Of the lines below, count those containing the word "light". Reply with the number alone.

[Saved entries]
####################

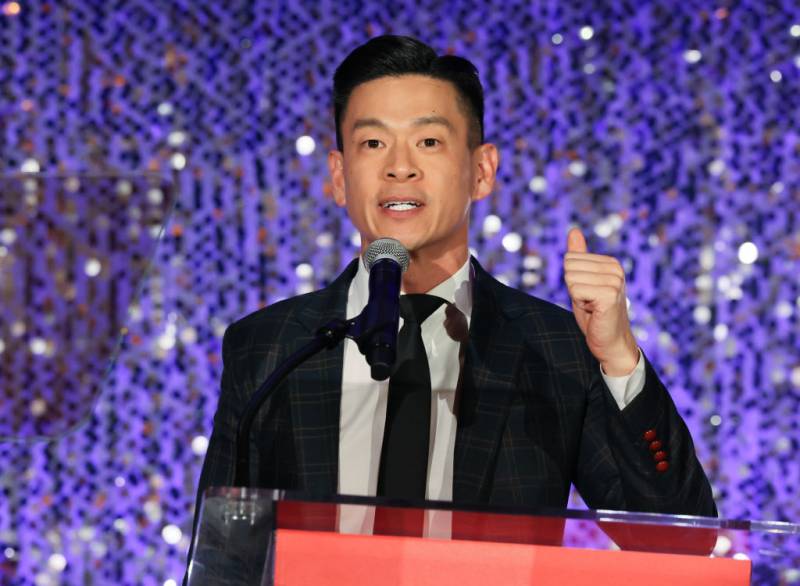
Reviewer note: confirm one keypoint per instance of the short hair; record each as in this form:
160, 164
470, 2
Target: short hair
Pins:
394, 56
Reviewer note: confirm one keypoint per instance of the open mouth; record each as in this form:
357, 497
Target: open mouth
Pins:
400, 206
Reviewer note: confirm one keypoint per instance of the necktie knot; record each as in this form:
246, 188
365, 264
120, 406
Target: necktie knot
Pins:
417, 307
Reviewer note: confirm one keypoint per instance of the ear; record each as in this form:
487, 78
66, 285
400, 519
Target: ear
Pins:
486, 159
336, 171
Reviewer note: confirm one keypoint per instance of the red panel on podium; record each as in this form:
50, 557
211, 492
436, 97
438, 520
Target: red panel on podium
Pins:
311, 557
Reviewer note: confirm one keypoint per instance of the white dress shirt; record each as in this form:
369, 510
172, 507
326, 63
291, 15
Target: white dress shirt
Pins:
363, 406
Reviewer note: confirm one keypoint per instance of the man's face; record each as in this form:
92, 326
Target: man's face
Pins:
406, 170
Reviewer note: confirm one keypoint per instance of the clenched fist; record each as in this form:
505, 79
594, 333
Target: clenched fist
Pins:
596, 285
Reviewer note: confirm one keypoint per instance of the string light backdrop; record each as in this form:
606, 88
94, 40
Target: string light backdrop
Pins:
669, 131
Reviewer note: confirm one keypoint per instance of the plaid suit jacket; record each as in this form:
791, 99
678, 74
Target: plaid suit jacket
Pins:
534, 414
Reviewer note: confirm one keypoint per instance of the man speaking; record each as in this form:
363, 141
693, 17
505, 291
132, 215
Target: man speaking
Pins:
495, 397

####################

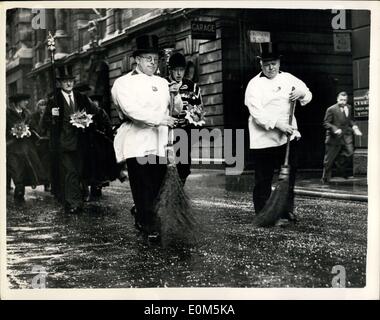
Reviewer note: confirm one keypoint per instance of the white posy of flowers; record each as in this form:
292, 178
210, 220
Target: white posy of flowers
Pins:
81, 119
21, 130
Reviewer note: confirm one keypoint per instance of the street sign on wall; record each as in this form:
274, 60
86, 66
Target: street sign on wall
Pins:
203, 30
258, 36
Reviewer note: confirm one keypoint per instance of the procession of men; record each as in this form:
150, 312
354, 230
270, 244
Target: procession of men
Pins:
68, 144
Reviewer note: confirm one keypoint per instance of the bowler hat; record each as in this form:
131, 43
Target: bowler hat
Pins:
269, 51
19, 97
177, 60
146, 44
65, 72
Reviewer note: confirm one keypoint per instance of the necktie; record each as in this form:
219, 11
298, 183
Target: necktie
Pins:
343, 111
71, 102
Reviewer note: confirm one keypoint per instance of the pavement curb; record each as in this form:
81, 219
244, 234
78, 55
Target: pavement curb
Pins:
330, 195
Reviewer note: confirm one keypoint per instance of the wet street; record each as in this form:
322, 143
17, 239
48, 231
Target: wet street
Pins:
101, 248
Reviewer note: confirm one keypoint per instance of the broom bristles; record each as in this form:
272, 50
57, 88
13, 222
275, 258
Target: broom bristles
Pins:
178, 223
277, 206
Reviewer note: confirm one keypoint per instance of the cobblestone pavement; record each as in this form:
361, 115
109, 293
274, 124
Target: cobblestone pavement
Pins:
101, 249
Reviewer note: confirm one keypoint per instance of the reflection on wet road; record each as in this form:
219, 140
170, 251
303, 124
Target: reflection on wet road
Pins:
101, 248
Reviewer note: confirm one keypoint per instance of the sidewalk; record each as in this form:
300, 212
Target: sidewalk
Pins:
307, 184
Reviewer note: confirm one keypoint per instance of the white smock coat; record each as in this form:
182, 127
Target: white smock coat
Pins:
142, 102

####################

Result for this exercise: 2